(Dataset rows showing where objects appear)
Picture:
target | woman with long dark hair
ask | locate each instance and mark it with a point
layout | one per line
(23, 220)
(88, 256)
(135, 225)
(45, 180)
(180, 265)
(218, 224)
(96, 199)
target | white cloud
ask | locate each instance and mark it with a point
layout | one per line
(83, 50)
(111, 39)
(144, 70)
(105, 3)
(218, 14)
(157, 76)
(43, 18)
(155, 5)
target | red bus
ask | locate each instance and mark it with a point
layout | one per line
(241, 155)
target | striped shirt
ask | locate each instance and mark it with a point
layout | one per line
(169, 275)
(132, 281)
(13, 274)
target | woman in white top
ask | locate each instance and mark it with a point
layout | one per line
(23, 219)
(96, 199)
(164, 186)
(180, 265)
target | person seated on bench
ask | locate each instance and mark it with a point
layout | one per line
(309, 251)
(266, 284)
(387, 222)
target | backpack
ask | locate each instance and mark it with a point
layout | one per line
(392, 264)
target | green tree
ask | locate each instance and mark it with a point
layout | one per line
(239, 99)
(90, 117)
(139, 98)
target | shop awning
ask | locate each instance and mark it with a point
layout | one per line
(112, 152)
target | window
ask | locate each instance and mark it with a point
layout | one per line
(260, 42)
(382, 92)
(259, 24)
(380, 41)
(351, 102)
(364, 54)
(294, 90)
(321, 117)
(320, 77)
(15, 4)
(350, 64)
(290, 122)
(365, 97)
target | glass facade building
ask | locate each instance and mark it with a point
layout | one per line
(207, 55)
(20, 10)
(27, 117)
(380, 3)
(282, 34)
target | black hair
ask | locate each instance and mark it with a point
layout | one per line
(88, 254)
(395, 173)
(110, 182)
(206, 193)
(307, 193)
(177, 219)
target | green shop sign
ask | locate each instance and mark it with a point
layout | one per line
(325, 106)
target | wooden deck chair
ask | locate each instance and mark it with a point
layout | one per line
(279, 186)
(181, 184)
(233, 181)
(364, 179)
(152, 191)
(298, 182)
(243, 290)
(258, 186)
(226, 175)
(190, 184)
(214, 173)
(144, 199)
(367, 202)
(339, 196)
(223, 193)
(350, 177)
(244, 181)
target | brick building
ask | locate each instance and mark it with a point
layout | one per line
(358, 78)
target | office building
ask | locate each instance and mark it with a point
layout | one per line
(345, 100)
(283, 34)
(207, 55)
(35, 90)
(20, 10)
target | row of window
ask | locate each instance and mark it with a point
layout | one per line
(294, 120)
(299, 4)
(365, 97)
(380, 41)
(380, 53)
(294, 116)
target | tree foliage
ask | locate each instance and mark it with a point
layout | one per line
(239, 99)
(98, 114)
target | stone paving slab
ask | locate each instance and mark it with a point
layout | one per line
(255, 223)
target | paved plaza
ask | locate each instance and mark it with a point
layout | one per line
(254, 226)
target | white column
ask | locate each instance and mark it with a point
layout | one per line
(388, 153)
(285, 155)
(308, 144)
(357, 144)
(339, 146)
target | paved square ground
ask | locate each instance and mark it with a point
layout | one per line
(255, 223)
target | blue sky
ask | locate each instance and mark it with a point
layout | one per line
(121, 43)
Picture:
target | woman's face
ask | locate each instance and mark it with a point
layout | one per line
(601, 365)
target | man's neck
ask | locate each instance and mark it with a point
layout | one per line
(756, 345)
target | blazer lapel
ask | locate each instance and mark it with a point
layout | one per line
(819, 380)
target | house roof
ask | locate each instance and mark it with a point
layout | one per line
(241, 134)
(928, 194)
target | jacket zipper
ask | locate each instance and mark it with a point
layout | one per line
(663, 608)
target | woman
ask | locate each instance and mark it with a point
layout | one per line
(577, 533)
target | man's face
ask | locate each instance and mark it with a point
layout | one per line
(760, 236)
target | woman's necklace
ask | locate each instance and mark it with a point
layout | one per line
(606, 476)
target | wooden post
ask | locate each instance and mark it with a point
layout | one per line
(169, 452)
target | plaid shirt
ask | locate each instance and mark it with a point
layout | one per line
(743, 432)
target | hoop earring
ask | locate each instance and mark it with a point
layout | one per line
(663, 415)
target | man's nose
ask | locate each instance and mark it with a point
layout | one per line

...

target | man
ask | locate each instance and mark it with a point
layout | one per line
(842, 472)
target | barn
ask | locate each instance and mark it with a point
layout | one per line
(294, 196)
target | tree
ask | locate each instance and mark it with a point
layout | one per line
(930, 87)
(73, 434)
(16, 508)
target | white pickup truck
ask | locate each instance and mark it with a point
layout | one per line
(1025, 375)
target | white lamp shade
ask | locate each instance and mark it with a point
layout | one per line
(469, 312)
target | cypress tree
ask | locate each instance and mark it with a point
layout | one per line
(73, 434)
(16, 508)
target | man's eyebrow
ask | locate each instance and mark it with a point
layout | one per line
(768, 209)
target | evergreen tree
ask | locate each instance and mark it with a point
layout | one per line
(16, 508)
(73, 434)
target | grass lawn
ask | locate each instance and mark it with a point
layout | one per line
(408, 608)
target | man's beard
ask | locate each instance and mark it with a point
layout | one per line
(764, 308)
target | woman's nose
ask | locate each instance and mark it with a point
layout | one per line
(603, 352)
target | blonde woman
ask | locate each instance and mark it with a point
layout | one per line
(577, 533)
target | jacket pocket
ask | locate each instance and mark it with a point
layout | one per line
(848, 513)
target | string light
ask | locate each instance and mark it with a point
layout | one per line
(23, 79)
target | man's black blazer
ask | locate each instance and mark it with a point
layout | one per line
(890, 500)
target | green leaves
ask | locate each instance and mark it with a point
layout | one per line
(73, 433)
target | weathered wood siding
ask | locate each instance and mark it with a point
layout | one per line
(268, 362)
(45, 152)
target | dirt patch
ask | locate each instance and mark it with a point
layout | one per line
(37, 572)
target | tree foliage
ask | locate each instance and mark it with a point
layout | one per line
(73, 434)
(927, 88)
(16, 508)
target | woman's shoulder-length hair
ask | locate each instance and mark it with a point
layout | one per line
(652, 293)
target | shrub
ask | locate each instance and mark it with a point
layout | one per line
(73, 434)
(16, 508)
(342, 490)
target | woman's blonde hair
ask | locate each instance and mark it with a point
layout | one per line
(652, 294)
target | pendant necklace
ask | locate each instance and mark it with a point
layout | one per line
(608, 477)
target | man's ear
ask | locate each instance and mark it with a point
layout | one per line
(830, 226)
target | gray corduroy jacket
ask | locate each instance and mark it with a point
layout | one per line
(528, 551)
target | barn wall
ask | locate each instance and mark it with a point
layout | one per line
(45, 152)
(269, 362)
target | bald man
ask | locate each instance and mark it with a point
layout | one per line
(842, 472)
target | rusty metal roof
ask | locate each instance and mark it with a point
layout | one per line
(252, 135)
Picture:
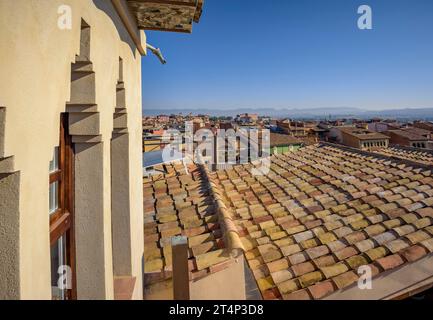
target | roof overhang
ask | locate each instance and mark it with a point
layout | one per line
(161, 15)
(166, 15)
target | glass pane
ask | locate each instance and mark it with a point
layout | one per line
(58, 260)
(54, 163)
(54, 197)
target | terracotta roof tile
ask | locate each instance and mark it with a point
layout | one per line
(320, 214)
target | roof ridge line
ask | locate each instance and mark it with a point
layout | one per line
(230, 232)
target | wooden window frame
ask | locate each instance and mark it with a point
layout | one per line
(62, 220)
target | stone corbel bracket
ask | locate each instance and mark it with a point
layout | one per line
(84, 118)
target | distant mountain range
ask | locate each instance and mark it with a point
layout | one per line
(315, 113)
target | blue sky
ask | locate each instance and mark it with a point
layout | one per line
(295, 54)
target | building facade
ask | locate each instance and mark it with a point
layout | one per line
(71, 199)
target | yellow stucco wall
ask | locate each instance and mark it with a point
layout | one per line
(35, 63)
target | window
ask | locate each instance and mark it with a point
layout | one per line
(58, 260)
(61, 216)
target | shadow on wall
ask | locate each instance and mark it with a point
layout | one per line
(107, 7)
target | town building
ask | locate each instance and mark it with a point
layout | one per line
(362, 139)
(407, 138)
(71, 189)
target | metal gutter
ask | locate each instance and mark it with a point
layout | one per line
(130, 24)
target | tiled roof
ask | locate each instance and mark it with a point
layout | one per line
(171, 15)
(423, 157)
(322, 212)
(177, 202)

=== EXERCISE TASK ===
Count the lines of the material above that contain the string "building", treating uppercase and lowercase letters as distinct. Reply with the number alone.

=== THE RESULT ===
5